● TASK DIRECTIONS: In the records below, find the line containing "door shown in this photograph."; give it again exactly, along with every line that follows, and nothing else.

● DATA:

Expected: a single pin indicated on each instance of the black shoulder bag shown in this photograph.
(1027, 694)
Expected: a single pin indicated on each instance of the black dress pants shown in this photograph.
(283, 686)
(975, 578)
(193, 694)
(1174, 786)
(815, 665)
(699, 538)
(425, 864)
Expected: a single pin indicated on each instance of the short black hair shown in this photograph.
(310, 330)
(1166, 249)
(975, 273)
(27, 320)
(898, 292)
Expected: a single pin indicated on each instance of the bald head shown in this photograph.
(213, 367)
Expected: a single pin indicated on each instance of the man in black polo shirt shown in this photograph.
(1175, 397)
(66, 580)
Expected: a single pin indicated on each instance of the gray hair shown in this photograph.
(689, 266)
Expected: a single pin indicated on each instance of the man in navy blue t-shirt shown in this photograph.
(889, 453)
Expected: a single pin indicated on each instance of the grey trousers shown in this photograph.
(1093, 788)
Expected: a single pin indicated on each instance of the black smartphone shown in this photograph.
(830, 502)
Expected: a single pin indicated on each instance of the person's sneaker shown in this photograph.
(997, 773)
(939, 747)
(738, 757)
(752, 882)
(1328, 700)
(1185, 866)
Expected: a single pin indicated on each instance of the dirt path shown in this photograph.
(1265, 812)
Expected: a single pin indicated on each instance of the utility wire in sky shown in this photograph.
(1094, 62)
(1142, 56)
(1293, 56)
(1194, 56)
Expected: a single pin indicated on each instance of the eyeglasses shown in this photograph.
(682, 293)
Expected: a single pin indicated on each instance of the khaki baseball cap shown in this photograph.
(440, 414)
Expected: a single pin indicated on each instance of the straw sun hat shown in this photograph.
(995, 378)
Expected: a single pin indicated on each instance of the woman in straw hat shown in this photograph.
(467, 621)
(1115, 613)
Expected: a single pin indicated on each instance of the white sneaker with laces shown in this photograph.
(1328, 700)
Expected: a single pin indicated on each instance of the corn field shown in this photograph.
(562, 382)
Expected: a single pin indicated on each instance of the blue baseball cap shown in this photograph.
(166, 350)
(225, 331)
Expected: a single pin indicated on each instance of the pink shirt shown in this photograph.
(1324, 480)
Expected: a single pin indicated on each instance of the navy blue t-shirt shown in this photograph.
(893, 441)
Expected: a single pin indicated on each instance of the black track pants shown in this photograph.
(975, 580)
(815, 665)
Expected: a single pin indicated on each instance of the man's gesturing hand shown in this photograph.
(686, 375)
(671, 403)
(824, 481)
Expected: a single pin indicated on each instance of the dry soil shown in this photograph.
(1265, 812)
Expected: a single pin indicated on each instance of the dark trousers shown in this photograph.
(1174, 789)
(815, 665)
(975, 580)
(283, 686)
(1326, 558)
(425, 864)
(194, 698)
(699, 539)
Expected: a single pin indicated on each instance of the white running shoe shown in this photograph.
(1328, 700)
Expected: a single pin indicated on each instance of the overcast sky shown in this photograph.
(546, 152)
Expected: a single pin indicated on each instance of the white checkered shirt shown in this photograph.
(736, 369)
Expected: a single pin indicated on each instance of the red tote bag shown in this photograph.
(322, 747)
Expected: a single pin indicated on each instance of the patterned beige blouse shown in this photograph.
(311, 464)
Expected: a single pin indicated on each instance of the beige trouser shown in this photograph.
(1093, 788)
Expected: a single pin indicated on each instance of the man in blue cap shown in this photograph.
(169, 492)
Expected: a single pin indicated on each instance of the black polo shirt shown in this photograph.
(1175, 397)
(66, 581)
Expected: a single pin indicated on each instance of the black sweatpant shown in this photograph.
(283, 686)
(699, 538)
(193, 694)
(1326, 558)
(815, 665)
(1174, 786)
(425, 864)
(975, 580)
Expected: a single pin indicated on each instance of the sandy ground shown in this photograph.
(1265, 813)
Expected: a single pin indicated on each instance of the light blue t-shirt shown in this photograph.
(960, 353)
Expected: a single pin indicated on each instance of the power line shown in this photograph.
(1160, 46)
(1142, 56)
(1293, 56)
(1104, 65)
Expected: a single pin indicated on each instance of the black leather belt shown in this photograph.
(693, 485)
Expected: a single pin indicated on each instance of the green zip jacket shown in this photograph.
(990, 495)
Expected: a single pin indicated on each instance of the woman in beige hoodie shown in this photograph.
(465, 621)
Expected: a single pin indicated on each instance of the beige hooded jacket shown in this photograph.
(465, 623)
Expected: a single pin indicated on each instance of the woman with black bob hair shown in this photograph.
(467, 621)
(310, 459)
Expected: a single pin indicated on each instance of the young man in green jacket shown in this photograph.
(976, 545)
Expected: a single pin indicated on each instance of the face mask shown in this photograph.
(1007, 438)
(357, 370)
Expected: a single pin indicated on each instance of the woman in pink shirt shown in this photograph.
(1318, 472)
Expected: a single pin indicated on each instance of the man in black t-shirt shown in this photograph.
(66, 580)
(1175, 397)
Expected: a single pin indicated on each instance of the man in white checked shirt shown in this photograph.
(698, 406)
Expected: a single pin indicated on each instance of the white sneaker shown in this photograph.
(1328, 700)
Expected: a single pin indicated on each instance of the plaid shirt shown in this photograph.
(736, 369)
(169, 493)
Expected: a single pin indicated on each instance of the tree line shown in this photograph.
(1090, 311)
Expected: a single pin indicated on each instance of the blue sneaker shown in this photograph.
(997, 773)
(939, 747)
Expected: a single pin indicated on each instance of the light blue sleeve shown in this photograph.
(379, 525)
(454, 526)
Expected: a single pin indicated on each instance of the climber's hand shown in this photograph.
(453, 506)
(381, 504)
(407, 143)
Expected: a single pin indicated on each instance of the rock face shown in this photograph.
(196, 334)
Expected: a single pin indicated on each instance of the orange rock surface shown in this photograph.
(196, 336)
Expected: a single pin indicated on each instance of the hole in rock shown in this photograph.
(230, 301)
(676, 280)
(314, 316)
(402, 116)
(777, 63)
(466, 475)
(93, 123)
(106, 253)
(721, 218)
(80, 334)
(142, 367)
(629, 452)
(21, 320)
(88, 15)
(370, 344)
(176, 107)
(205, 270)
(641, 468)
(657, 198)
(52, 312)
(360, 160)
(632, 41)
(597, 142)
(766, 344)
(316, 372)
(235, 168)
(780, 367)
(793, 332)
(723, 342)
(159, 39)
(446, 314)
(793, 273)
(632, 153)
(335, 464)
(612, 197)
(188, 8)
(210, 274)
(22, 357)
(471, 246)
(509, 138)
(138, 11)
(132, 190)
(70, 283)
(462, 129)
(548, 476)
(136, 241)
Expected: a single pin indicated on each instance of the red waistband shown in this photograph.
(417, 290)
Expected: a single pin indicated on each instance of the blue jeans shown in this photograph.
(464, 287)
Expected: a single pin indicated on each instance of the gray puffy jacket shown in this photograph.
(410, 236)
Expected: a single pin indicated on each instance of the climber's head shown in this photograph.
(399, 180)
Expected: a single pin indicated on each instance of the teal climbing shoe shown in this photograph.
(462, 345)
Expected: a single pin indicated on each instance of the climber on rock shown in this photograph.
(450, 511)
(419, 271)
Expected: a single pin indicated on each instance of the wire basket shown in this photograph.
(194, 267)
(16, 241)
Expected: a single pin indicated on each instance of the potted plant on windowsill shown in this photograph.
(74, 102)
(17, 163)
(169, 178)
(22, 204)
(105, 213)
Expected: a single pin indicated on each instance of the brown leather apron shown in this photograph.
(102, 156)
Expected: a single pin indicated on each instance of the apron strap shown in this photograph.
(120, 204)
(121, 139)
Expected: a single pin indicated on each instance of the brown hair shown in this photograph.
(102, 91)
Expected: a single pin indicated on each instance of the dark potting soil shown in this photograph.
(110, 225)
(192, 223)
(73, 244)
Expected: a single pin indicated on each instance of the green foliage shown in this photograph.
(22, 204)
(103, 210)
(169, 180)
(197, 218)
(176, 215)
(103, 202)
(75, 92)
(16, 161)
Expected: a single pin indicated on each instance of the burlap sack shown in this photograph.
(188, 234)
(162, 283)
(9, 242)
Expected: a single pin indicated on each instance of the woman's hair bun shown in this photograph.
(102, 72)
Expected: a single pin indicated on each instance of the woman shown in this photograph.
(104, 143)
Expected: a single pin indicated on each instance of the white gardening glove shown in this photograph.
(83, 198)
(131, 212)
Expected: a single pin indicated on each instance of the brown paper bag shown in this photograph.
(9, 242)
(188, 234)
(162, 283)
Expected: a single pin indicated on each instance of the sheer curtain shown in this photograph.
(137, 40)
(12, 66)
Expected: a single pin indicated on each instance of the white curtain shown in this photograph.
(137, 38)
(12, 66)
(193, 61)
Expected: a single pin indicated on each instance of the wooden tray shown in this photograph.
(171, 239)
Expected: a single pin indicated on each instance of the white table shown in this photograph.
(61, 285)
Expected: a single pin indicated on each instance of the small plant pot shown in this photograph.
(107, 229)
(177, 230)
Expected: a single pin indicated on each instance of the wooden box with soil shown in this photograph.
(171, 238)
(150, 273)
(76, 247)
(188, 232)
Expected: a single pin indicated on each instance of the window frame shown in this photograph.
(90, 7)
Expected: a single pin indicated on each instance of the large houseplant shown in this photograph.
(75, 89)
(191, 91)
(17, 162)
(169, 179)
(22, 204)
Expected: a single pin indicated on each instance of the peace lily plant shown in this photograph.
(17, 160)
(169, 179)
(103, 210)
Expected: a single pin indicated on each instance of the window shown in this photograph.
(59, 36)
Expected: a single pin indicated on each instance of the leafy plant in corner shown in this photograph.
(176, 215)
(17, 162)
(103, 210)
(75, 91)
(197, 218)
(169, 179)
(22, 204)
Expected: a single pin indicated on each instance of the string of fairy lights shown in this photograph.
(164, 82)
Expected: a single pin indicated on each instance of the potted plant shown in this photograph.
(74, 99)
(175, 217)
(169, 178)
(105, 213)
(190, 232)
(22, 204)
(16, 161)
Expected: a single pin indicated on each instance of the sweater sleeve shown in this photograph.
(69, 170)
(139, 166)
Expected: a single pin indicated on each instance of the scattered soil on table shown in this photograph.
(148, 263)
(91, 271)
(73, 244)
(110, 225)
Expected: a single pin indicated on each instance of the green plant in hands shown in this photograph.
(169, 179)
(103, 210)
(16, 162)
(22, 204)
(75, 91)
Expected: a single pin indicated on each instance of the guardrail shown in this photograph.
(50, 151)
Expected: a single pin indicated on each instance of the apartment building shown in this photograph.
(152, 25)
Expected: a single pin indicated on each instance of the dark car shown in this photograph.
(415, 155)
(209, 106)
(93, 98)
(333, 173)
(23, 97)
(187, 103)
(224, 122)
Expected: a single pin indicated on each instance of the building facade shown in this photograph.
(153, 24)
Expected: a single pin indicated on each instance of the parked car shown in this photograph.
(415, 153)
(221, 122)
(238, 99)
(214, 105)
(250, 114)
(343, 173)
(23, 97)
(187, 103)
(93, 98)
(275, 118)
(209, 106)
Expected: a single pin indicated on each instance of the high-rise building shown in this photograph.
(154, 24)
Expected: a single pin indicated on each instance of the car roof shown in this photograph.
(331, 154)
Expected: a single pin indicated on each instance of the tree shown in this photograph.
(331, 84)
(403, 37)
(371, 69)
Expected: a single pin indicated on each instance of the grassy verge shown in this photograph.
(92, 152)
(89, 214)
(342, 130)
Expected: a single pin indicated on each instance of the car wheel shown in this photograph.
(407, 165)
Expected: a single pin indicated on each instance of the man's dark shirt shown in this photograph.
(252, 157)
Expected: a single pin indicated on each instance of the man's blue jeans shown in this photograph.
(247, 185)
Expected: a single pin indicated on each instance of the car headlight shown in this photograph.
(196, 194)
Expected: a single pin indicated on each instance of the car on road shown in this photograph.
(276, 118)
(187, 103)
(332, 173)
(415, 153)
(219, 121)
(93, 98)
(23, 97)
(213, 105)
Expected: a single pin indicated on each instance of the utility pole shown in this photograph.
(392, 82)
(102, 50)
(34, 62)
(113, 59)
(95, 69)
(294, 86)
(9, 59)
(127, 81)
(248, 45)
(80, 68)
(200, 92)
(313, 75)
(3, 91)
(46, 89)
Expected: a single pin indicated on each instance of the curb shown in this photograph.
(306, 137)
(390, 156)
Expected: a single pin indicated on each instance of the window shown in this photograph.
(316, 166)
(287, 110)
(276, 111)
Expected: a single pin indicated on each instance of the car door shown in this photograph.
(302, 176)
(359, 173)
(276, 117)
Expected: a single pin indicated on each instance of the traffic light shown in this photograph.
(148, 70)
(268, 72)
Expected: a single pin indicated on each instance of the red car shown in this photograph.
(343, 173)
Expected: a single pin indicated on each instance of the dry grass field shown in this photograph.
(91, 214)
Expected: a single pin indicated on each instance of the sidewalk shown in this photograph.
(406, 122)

● OUTPUT:
Expected: a single pin indicated on each instance of the car door shown in this photograph.
(302, 176)
(359, 173)
(276, 117)
Expected: a single pin indicated on each instance of the traffic light shown in this photograph.
(148, 70)
(268, 72)
Expected: a single pin indicated on each instance of the red car shown in this photograph.
(343, 173)
Expected: a single pin indicated on each instance of the dry grass field shown in this photograph.
(91, 214)
Expected: a single pin indicated on each instance of the sidewalk shown in this photograph.
(406, 122)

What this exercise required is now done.